> _YOUR GOAL_:
Every line of the material must be copied exactly.

↓↓↓

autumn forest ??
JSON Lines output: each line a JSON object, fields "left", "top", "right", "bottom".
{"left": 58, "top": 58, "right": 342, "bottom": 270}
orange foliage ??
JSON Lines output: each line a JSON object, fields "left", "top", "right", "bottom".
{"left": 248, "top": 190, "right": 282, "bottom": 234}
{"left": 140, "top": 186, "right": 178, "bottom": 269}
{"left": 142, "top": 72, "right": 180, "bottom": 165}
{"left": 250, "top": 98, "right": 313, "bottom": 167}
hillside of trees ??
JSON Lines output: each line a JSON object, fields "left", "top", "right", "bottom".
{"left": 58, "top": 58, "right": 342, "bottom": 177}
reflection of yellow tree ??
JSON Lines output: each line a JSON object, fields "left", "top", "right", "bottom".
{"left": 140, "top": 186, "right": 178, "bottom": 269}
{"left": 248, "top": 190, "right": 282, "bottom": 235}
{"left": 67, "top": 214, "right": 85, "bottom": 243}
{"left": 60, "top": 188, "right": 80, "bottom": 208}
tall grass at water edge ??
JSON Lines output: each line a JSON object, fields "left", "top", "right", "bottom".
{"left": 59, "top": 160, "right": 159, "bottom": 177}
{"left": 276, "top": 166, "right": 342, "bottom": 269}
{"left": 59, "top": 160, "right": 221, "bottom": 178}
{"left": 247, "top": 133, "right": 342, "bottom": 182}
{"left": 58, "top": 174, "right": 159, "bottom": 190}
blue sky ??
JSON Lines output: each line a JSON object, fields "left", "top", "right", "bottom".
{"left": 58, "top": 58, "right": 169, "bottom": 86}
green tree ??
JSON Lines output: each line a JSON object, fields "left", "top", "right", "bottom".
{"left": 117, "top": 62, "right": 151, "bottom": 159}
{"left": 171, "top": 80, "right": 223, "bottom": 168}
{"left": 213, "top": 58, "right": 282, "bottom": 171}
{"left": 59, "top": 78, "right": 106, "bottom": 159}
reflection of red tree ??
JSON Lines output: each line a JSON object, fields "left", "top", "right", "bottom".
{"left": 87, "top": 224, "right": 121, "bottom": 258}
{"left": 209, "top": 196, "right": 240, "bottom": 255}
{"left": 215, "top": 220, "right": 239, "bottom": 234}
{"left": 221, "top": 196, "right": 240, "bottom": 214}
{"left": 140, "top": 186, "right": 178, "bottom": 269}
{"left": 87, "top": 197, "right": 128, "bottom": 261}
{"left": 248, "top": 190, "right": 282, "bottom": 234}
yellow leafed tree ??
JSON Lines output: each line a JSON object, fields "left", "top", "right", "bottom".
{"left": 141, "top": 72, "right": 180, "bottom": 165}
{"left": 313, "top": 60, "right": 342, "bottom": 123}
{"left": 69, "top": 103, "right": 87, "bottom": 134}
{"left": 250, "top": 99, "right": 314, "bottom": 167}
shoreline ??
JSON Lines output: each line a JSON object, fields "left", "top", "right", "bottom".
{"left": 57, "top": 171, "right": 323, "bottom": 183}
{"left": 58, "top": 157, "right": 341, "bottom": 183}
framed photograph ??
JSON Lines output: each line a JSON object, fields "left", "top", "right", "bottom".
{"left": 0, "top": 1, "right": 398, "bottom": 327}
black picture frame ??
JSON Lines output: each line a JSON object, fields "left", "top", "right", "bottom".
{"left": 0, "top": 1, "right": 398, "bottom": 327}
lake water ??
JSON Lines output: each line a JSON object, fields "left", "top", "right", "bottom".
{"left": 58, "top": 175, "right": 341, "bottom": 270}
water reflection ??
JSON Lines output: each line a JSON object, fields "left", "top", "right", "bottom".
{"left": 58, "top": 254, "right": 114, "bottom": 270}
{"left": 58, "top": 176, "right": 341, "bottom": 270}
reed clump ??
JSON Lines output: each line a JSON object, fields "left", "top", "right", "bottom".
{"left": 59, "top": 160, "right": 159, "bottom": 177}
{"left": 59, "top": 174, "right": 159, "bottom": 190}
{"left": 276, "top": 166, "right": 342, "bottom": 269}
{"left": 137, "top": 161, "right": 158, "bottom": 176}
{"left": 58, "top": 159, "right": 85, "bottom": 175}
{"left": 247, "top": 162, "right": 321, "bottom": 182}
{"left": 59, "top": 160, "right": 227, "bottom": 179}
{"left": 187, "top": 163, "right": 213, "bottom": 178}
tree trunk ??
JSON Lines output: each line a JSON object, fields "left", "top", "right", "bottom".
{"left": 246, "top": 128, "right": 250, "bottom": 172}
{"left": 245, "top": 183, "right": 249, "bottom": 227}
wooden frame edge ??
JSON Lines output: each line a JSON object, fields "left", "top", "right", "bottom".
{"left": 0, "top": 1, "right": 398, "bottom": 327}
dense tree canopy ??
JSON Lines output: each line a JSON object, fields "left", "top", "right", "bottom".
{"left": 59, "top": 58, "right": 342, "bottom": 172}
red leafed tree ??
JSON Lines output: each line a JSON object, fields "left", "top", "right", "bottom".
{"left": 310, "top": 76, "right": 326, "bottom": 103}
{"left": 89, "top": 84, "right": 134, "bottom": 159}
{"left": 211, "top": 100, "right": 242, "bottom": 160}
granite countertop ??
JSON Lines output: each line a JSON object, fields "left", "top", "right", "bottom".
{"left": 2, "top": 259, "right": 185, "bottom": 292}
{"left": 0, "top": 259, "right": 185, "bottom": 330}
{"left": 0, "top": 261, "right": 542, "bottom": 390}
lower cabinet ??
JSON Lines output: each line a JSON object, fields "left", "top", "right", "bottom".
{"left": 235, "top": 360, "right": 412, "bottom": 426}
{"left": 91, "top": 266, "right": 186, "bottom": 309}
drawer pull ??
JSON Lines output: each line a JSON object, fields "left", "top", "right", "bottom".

↑↑↑

> _ANSWER_:
autumn forest ??
JSON Lines output: each line a JSON object, fields "left", "top", "right", "bottom".
{"left": 58, "top": 58, "right": 342, "bottom": 270}
orange foliage ??
JSON Lines output: each line a JSON object, fields "left", "top", "right", "bottom".
{"left": 248, "top": 190, "right": 282, "bottom": 234}
{"left": 140, "top": 186, "right": 178, "bottom": 269}
{"left": 142, "top": 72, "right": 180, "bottom": 165}
{"left": 250, "top": 98, "right": 313, "bottom": 167}
hillside of trees ??
JSON Lines output: each line a JSON object, fields "left", "top", "right", "bottom".
{"left": 58, "top": 58, "right": 342, "bottom": 177}
reflection of yellow tree ??
JSON Lines output: each line a JSON object, fields "left", "top", "right", "bottom".
{"left": 140, "top": 186, "right": 178, "bottom": 269}
{"left": 248, "top": 190, "right": 282, "bottom": 235}
{"left": 67, "top": 214, "right": 85, "bottom": 243}
{"left": 60, "top": 188, "right": 80, "bottom": 208}
tall grass at water edge ??
JSON Lines output: each line a JSON object, fields "left", "top", "right", "bottom".
{"left": 59, "top": 160, "right": 159, "bottom": 177}
{"left": 276, "top": 166, "right": 342, "bottom": 269}
{"left": 59, "top": 160, "right": 221, "bottom": 178}
{"left": 247, "top": 133, "right": 342, "bottom": 182}
{"left": 58, "top": 174, "right": 159, "bottom": 190}
blue sky ??
JSON Lines output: each line a JSON object, fields "left", "top", "right", "bottom".
{"left": 58, "top": 58, "right": 169, "bottom": 86}
green tree ??
JSON Lines output: each line a JSON object, fields "left", "top", "right", "bottom".
{"left": 117, "top": 62, "right": 151, "bottom": 159}
{"left": 171, "top": 80, "right": 223, "bottom": 168}
{"left": 213, "top": 58, "right": 282, "bottom": 171}
{"left": 59, "top": 78, "right": 106, "bottom": 159}
reflection of red tree ??
JSON Lines output: each line a JSON object, fields "left", "top", "right", "bottom".
{"left": 87, "top": 224, "right": 121, "bottom": 258}
{"left": 209, "top": 196, "right": 240, "bottom": 255}
{"left": 215, "top": 220, "right": 239, "bottom": 234}
{"left": 221, "top": 196, "right": 240, "bottom": 214}
{"left": 140, "top": 186, "right": 178, "bottom": 269}
{"left": 87, "top": 197, "right": 128, "bottom": 261}
{"left": 248, "top": 190, "right": 282, "bottom": 234}
yellow leafed tree ??
JSON Lines output: each line a JSON object, fields "left", "top", "right", "bottom".
{"left": 141, "top": 72, "right": 180, "bottom": 165}
{"left": 313, "top": 60, "right": 342, "bottom": 123}
{"left": 69, "top": 103, "right": 87, "bottom": 134}
{"left": 250, "top": 99, "right": 314, "bottom": 167}
shoreline ??
JSON Lines output: each line a JSON object, fields "left", "top", "right", "bottom".
{"left": 57, "top": 171, "right": 323, "bottom": 183}
{"left": 58, "top": 157, "right": 341, "bottom": 183}
framed photograph ??
JSON Lines output: each line a JSON object, fields "left", "top", "right", "bottom".
{"left": 0, "top": 1, "right": 398, "bottom": 327}
black picture frame ??
JSON Lines output: each line a JSON object, fields "left", "top", "right", "bottom".
{"left": 0, "top": 1, "right": 398, "bottom": 327}
lake water ??
JSON Lines output: each line a JSON object, fields "left", "top", "right", "bottom".
{"left": 58, "top": 175, "right": 341, "bottom": 270}
water reflection ??
JSON Lines output: each line a JSON object, fields "left", "top", "right", "bottom".
{"left": 58, "top": 254, "right": 114, "bottom": 270}
{"left": 58, "top": 176, "right": 341, "bottom": 270}
reed clump ??
JSON Lines output: each line a JSON object, fields "left", "top", "right", "bottom".
{"left": 59, "top": 160, "right": 159, "bottom": 177}
{"left": 59, "top": 174, "right": 159, "bottom": 190}
{"left": 276, "top": 166, "right": 342, "bottom": 269}
{"left": 137, "top": 161, "right": 158, "bottom": 176}
{"left": 58, "top": 159, "right": 85, "bottom": 175}
{"left": 247, "top": 162, "right": 321, "bottom": 182}
{"left": 59, "top": 160, "right": 227, "bottom": 179}
{"left": 187, "top": 163, "right": 213, "bottom": 178}
tree trunk ??
JSON Lines output: each line a JSON object, fields "left", "top", "right", "bottom".
{"left": 246, "top": 128, "right": 250, "bottom": 172}
{"left": 245, "top": 183, "right": 249, "bottom": 227}
wooden frame edge ??
JSON Lines output: each line a JSON object, fields "left", "top", "right", "bottom".
{"left": 0, "top": 1, "right": 398, "bottom": 327}
dense tree canopy ??
JSON Lines output: each line a JSON object, fields "left", "top", "right", "bottom".
{"left": 59, "top": 58, "right": 342, "bottom": 172}
red leafed tree ??
JSON Lines output: each line a JSON object, fields "left", "top", "right", "bottom".
{"left": 310, "top": 76, "right": 326, "bottom": 103}
{"left": 89, "top": 84, "right": 134, "bottom": 159}
{"left": 211, "top": 100, "right": 242, "bottom": 160}
granite countertop ??
JSON Lines output: each line a JSON object, fields "left", "top", "right", "bottom".
{"left": 2, "top": 259, "right": 185, "bottom": 292}
{"left": 0, "top": 259, "right": 185, "bottom": 330}
{"left": 0, "top": 261, "right": 542, "bottom": 390}
lower cabinet ??
JSON Lines output: each line a JSON object, fields "left", "top", "right", "bottom".
{"left": 235, "top": 360, "right": 412, "bottom": 426}
{"left": 91, "top": 266, "right": 186, "bottom": 309}
drawer pull ??
JSON Lines output: each line a JSON object, fields "left", "top", "right", "bottom".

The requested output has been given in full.